» **TASKS AND EXERCISES**:
(1) In the comment thread about Obama's approval ratings, what approval rating did Gallup give Obama on 1/21/2009?
(2) Decide whether each statement agrees with the comment thread about Obama's approval ratings. Answer yes or no, and quote the words from the comment thread that settle it.
(a) One commenter says the TPM page appears to be gone.
(b) The most recent Gallup/USA Today approval rating given for Obama is 39%.
(c) One commenter saw the same graph after Markos linked to it at DK.
(3) Carry the comment thread about Obama's approval ratings forward from its final sentence.

» **DOCUMENT EXTRACT**:
###
Down to the ground. Down, down, down

This a pretty good description of Obama's Presidency and the Democratic party under his Presidency. 

by Kent 2010-09-09 08:00PM | 0 recs
So much for the reality-based community

It looks like the TPM page is now gone. However, I saw the same graph earlier today when Markos linked to it over at DK:

• Yeah, Obama's popularity isn't exactly plummeting.

If TPM and DK are going to play games with poll data to pretend things aren't as bad as they really are, at this point it's hard to trust anything that their writers write. They've become on-line spin rooms for the Democratic Party.

by tsunado 2010-09-09 11:19PM | 1 recs
RE: So much for the reality-based community

... well, at least he came to his senses and deleted it-- embarrassing.

by Jerome Armstrong 2010-09-09 11:36PM | 0 recs
Isnt there some sort of blogger code of ethics ?

That says you should not summarily delete posts, even if they are embarrassing ?

by Ravi Verma 2010-09-10 12:46AM | 0 recs
Strange

I don't know what the circumstances are, perhaps its a technical flaw that caused the deletion. Its rather strange.

However, there is definitely not such a ethic for traditional media outlets as they are often deleting their uninformed new pieces.

by Jerome Armstrong 2010-09-10 08:17AM | 0 recs
It's the latest from the 2+2=5 crowd

Gallup pegged Obama's approval rating on 1/21/2009 at 69%. The most recent Gallup/USA Today approval rating for the incredible shrinking President is at 43%. Maybe we should get a pool going on what day this year he goes into the 30's.

Eventually, these clowns will have to come up with a narrative for the near 30-point drop in Obama's popularity. I expect it will go something like this: you see, a huge number of voters in that 69% turned into racists during the last two years, and the ugly feelings they now harbor toward the President is the reason for the precipitous drop in his approval ratings.
###
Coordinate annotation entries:
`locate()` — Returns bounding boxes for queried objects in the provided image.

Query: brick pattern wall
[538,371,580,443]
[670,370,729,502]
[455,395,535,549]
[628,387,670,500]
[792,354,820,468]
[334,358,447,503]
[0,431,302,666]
###
» **ANSWERS TO EACH TASK**:
(1) 69%

(2)
(a) Yes: "It looks like the TPM page is now gone."
(b) No: "The most recent Gallup/USA Today approval rating for the incredible shrinking President is at 43%."
(c) Yes: "I saw the same graph earlier today when Markos linked to it over at DK"

(3)
The only other explanation they'll try to pedal is that it was caused by George W. Bush.

 

by BJJ Fighter 2010-09-10 12:23AM | 1 recs
RE: It's the latest from the 2+2=5 crowd

ehh, using Obama's approval numbers at the time he was sworn in seems a little silly to me.

Surely there's a pretty large non-sustainable bump right at the beginning.

by jeopardy 2010-09-10 10:54AM | 1 recs
RE: It's the latest from the 2+2=5 crowd

Grant it, it's an arbitrary marker; but every President in recent history has received an initial approval rating by Gallup and other pollsters. It makes for an easy, apples-to-apples comparison between Obama and other Presidents.

 

by BJJ Fighter 2010-09-10 01:47PM | 0 recs
RE: It's the latest from the 2+2=5 crowd

Well as long as your comparing apples to apples Obama's approval ratings are above where both Clinton and Reagan were at this point. Indeed he's right about the post 60's historical average which is pretty good considering we just experienced the greatest recession since ww2. Heaven forbid what will happen should the unemployment recover!

Thus explaining the conservative game plan. Hurt the Country to hurt the President. Very classy guys.

by vecky 2010-09-10 02:13PM | 1 recs
RE: It's the latest from the 2+2=5 crowd

Its not really the same. Sure, the typical response, like vecky's there, is shallow in thinking that all of them are apples. A look deeper though shows that one of these is not like the other. Obama's polarizing, the Mr Uniter himself, is absolutely historical.

Unless you believe in ponies and unicorns, to think that Obama is getting numbers back up among Republicans, the only way he even gets to 50% approval is if he's able to swing the independents by a substantial positive margin. its more likely that his numbers continue to sink.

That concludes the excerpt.